#### [The task]
Please retype the lines below exactly as they appear, leaving out the pictures.

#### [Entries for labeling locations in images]
** START **

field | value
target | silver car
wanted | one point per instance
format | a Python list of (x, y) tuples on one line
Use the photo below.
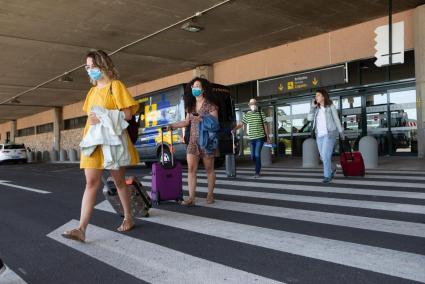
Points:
[(13, 153)]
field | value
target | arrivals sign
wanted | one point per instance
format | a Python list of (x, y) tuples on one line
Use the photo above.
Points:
[(331, 76)]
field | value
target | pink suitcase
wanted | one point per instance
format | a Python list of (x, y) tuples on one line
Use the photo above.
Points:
[(167, 179)]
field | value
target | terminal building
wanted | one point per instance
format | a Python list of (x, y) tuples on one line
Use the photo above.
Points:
[(275, 52)]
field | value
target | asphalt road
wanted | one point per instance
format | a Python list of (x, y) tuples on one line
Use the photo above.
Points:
[(284, 227)]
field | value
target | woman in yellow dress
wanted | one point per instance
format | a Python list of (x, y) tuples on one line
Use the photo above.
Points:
[(103, 76)]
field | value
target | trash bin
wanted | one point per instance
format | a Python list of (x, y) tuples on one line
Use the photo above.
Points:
[(310, 153), (72, 155), (368, 146), (53, 156), (266, 156), (62, 155)]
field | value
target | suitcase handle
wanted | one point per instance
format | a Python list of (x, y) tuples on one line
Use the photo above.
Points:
[(233, 143), (346, 147), (164, 128)]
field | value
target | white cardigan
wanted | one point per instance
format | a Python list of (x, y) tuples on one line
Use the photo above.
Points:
[(111, 135)]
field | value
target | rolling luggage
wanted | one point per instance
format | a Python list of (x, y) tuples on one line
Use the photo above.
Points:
[(139, 200), (351, 162), (231, 161), (167, 179)]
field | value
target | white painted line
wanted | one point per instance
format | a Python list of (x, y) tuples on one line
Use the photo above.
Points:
[(371, 224), (304, 174), (351, 182), (7, 183), (150, 262), (10, 277), (314, 188), (386, 261), (397, 207), (320, 170)]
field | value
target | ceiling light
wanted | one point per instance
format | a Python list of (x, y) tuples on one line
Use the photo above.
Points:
[(191, 27), (15, 101), (66, 78)]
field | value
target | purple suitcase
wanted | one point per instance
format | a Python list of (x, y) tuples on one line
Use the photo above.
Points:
[(167, 179)]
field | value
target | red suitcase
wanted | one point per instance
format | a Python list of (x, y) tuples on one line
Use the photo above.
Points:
[(351, 162)]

** END **

#### [Expected answer]
field | value
target | silver car
wanted | one point per instance
format | a Python list of (x, y) tuples on one line
Use the photo below.
Points:
[(13, 153)]
field | value
target | arrivals sign
wanted | one point per instance
format | a Python list of (x, y) tuples on one line
Use the photo above.
Points:
[(331, 76)]
field | value
target | pink suitcase
wanted | one point per instance
format | a Python list of (x, y) tuples on one line
Use the photo above.
Points:
[(167, 179)]
field | value
target | terminal building
wanted | one point per instance
format | a Python list of (x, y) tuples on one line
Use the photo above.
Points:
[(275, 52)]
field | value
target | asphalt road
wanted | one point per instance
format | a Python list of (x, y) tuples on one line
Use the photo above.
Points:
[(284, 227)]
field | value
target | woman in yellow dress
wanted | one point per instance
format | a Python list of (x, y) tuples on one line
Use the photo above.
Points:
[(103, 76)]
field | value
target | trash bin
wanted | one point per instance
format | a Python list of (x, y) tuples on one line
Use the photo above.
Points:
[(310, 153), (72, 155), (368, 146), (53, 156), (266, 156), (62, 155)]
field | value
target | suitcase handle
wanted | one point per instance
format | a Python list of (x, y) tuples on one line
Use the photo above.
Points:
[(233, 143), (346, 147), (164, 128)]
field | value
target | white cardigan
wanted | one point per instance
format | a Python list of (x, y) tuples on one line
Use the photo above.
Points:
[(111, 135)]
field | value
target | rolling luggage
wanted | one point per instance
format | a Python list of (x, y) tuples on one line
Use the photo above.
Points:
[(139, 200), (351, 162), (231, 161), (167, 179)]
field | value
target | white painted line
wanted | one point per instance
format | a Python list of (x, y) tuples on one line
Use the photo above.
Points:
[(371, 224), (304, 174), (351, 182), (7, 183), (150, 262), (10, 277), (314, 188), (386, 261), (397, 207), (320, 170)]
field | value
target | ceiling light
wanted | one point per instance
format | a Python list of (x, y) tuples on one line
Use the photo above.
Points:
[(191, 27), (15, 101), (66, 78)]
field | value
target | purple suitcase
wanted | one point per instance
format | a Python list of (x, y) tuples on one line
Use the photo above.
Points:
[(167, 179)]
field | value
target | red suitcase
wanted | one point per instance
format | a Python list of (x, y) tuples on one line
Use the photo above.
Points:
[(351, 162)]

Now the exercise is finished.